#### Problem details:
Rewrite the records as a Markdown table with the columns Row and Line, from the start through the line holding "[389,228,420,256]", both ends included, one line per row and no blank lines. Leave out the pictures.

#### Information provided:
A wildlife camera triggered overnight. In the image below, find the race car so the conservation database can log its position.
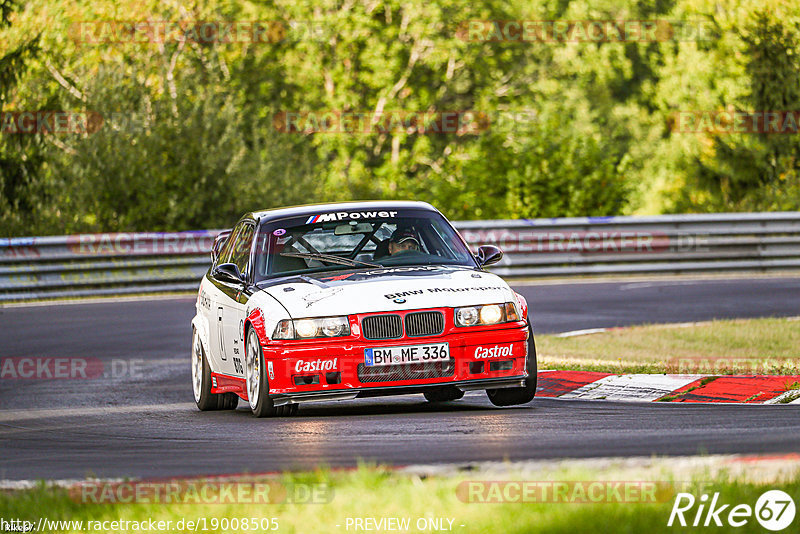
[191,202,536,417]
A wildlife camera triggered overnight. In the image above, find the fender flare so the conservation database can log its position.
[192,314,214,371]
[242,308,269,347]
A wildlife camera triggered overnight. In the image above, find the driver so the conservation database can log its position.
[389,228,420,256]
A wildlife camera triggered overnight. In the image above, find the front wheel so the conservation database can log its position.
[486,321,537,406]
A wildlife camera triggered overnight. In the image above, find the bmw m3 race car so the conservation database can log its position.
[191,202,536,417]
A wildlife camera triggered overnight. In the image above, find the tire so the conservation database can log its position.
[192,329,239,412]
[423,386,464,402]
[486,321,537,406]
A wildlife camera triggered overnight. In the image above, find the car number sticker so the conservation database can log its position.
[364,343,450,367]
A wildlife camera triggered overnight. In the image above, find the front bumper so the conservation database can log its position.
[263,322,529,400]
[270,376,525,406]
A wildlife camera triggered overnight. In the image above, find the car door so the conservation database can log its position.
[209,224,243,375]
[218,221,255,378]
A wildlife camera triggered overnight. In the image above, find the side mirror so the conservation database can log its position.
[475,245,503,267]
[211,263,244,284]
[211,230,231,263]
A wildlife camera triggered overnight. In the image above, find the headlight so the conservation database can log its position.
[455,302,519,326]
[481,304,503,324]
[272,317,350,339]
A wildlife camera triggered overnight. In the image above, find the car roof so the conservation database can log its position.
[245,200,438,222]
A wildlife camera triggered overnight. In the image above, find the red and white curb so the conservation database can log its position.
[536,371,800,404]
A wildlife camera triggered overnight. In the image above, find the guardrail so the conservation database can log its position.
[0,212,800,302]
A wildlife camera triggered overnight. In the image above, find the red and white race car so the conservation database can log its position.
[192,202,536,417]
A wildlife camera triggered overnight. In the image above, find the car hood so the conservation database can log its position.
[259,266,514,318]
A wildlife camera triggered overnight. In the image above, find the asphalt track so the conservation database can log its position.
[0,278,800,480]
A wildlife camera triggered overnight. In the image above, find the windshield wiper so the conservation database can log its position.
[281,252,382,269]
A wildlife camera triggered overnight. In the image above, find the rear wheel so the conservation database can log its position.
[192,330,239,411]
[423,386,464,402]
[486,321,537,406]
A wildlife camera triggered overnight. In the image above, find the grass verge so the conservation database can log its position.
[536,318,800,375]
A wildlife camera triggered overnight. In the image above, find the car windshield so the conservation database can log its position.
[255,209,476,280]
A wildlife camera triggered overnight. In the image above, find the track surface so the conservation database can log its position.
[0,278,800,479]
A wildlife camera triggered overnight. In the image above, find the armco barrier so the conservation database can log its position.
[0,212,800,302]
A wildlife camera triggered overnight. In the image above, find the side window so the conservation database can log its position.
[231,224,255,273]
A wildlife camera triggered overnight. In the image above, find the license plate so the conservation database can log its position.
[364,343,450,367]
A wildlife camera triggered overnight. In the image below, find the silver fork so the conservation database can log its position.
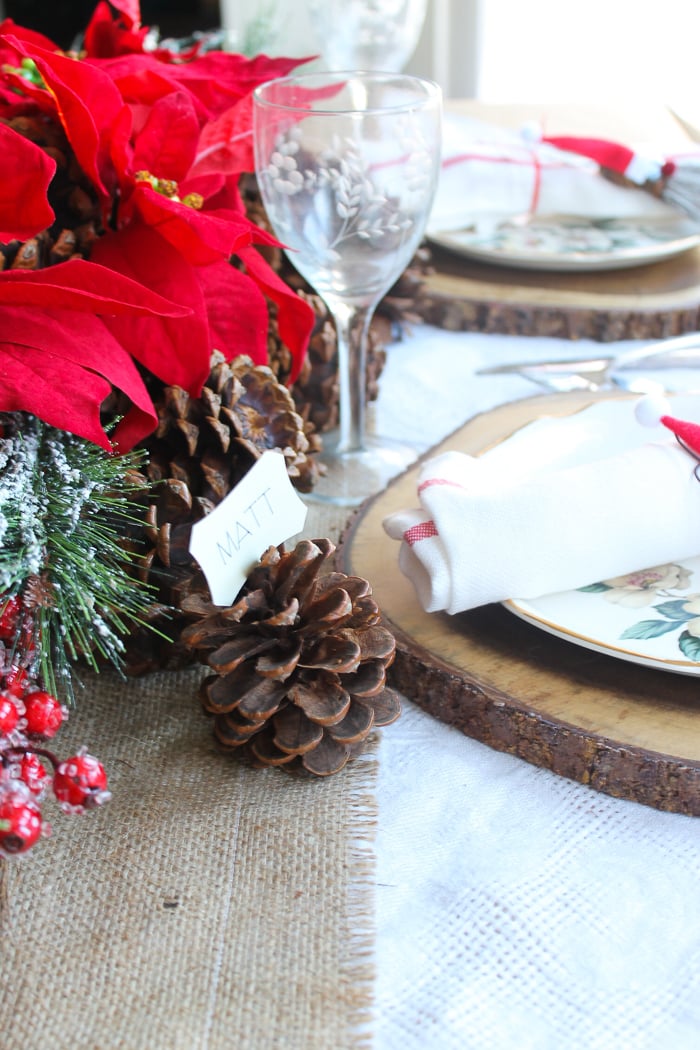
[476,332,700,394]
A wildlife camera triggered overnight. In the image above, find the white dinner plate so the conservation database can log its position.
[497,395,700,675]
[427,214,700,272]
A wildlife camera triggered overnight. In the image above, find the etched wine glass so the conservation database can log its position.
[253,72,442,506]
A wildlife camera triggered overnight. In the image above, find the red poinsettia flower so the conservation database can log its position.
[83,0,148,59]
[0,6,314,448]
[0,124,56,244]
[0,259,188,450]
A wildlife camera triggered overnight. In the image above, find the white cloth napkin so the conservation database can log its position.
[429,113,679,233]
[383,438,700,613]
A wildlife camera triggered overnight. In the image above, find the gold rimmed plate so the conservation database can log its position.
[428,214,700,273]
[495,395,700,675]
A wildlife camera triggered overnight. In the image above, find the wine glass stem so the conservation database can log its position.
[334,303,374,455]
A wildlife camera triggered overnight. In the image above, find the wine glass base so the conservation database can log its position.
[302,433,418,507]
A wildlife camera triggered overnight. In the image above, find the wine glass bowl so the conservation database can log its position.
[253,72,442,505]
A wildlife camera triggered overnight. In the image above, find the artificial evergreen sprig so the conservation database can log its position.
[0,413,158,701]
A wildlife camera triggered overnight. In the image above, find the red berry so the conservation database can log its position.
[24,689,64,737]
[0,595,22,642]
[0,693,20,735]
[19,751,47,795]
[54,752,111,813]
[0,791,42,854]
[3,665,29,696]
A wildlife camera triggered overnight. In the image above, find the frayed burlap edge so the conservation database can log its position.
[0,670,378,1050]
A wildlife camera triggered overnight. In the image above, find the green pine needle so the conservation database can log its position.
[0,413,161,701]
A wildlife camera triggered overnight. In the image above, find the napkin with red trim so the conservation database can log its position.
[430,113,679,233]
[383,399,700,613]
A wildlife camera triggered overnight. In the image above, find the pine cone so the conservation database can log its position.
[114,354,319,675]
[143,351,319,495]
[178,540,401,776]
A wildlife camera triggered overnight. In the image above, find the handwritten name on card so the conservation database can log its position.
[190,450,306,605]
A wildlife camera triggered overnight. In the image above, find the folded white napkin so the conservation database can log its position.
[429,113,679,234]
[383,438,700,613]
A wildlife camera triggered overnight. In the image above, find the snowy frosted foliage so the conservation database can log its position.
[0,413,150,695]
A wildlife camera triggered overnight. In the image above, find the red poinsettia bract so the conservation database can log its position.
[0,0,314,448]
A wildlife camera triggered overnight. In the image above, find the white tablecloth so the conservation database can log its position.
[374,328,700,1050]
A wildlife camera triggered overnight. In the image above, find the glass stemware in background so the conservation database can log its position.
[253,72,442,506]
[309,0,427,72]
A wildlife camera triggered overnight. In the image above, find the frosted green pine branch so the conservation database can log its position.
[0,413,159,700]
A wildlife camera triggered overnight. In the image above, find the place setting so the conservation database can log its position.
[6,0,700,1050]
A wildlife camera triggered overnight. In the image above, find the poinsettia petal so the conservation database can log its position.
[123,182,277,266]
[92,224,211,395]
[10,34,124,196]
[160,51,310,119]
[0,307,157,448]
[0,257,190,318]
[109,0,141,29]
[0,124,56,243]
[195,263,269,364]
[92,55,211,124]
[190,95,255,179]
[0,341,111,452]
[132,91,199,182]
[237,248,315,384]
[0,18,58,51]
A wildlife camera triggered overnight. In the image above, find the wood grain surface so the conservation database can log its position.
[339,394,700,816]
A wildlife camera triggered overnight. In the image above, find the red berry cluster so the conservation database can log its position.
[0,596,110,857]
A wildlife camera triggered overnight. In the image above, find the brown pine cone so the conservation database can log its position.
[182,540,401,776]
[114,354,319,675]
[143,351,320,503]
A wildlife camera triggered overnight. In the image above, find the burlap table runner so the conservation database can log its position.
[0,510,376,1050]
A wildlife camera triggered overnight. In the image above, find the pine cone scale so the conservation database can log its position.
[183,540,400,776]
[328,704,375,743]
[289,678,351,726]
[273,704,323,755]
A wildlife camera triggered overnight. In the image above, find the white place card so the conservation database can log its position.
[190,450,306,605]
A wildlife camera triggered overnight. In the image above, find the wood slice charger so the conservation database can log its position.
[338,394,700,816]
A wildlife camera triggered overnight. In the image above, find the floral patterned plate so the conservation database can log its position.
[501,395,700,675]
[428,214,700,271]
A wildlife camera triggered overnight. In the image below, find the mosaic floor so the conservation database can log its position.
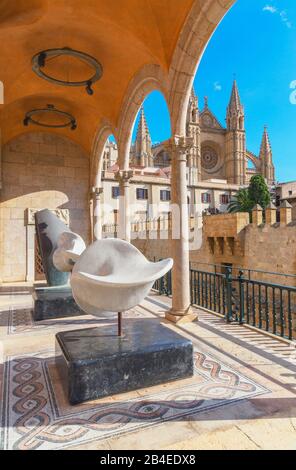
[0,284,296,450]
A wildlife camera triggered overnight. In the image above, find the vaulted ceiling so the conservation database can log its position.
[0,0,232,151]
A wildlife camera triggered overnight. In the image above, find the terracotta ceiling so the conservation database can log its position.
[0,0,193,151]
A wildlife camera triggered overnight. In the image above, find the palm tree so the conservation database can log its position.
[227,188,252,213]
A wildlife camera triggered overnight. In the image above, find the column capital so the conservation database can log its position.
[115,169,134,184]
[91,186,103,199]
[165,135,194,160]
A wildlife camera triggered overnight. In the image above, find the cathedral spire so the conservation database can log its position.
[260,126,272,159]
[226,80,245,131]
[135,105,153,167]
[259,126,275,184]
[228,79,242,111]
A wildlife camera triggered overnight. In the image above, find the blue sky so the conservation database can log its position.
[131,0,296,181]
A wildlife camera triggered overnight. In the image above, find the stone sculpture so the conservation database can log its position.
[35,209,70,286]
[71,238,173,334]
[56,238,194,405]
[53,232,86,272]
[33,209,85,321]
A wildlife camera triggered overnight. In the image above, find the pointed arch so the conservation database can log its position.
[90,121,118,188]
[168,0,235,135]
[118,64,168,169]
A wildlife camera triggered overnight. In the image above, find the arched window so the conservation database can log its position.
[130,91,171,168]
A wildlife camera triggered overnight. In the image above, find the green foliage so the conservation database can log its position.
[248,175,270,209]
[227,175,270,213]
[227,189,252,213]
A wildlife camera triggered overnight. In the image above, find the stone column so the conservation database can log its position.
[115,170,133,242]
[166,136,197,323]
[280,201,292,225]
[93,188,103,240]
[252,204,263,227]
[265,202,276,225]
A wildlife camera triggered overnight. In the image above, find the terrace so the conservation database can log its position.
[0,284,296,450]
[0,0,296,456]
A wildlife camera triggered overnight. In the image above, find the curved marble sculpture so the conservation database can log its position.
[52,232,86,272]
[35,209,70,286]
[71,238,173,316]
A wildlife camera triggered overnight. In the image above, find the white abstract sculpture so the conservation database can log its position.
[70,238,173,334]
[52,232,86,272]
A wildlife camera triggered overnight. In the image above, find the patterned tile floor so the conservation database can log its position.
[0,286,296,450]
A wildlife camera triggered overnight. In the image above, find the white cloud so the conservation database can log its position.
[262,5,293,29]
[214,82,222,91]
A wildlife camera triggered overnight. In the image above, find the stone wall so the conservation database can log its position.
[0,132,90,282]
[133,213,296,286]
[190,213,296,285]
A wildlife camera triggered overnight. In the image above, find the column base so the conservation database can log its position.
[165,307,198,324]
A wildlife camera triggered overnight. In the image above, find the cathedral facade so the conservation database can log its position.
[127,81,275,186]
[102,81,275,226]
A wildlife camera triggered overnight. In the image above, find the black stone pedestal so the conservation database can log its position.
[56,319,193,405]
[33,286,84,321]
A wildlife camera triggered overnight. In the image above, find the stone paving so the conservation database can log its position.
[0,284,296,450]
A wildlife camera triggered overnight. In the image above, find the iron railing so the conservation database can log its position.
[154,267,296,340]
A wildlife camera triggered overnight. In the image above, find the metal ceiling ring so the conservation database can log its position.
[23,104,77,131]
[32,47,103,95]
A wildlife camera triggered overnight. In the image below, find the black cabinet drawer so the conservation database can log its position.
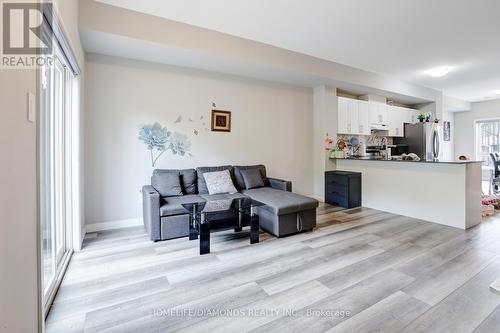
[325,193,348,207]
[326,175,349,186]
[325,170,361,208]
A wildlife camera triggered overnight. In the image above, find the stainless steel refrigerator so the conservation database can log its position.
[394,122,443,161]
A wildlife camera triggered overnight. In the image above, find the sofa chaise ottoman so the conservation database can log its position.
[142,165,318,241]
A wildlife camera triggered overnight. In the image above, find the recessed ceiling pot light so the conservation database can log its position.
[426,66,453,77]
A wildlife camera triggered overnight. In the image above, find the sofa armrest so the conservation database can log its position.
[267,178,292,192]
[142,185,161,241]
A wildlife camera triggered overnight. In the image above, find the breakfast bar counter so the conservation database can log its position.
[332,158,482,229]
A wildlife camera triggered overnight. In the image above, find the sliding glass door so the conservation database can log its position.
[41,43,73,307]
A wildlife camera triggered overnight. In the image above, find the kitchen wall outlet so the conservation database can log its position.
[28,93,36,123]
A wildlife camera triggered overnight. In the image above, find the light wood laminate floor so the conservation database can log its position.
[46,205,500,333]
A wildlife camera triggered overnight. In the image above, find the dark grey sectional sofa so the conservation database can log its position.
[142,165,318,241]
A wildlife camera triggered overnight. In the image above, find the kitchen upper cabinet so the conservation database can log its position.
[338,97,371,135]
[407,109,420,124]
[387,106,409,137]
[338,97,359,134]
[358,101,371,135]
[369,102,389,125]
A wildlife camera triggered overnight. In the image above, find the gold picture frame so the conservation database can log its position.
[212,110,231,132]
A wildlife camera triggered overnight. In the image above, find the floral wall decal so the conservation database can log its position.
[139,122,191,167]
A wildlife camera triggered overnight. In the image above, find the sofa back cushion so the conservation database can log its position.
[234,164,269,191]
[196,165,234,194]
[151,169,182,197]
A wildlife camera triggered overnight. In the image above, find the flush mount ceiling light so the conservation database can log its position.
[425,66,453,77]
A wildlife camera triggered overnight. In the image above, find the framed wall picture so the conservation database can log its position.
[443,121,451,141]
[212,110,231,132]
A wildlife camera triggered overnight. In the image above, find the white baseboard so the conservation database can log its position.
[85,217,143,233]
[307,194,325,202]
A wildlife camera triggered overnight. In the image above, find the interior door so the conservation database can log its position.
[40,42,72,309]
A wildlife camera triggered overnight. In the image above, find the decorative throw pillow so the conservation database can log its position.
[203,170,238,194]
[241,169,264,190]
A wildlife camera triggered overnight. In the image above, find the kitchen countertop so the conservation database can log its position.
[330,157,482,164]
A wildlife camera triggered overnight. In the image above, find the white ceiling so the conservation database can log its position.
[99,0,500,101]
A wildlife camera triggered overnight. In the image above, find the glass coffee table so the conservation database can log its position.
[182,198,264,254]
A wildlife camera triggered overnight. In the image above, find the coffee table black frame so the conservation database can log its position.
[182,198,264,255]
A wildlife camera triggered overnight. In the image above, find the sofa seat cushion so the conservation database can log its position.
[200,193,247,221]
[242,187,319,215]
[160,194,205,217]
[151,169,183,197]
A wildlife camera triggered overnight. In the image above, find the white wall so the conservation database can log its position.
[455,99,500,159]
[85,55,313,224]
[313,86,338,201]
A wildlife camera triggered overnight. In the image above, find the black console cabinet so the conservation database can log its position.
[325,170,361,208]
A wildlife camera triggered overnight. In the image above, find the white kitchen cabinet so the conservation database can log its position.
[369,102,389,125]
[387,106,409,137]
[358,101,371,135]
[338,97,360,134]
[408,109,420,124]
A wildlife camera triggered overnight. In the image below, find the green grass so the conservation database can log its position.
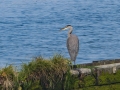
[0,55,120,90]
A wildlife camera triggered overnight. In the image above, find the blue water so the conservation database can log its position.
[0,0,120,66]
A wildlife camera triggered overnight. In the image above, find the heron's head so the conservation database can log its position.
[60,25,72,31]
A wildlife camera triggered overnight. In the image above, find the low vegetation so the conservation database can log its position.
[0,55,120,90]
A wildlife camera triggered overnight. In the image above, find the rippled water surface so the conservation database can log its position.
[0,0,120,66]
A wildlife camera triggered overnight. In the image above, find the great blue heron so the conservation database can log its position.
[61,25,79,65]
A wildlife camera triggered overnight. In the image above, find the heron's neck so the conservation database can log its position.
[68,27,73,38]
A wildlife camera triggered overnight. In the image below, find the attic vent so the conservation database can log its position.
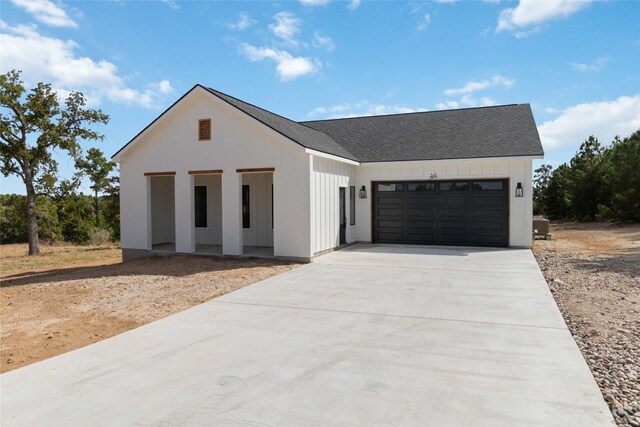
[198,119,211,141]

#### Answer for this exercise:
| Row | Line |
|---|---|
| 1 | A wildlife camera triggered overnight. In the image below, find the race car so the conservation database can log its position. |
| 2 | [191,202,536,417] |
| 3 | A wildlife camera triggered overnight. In the image above, find the fender flare so the conservation database can log its position. |
| 4 | [192,314,214,371] |
| 5 | [242,308,269,347] |
| 6 | A wildlife camera triggered overnight. In the image above, find the driver so the conservation database can log its position. |
| 7 | [389,228,420,256] |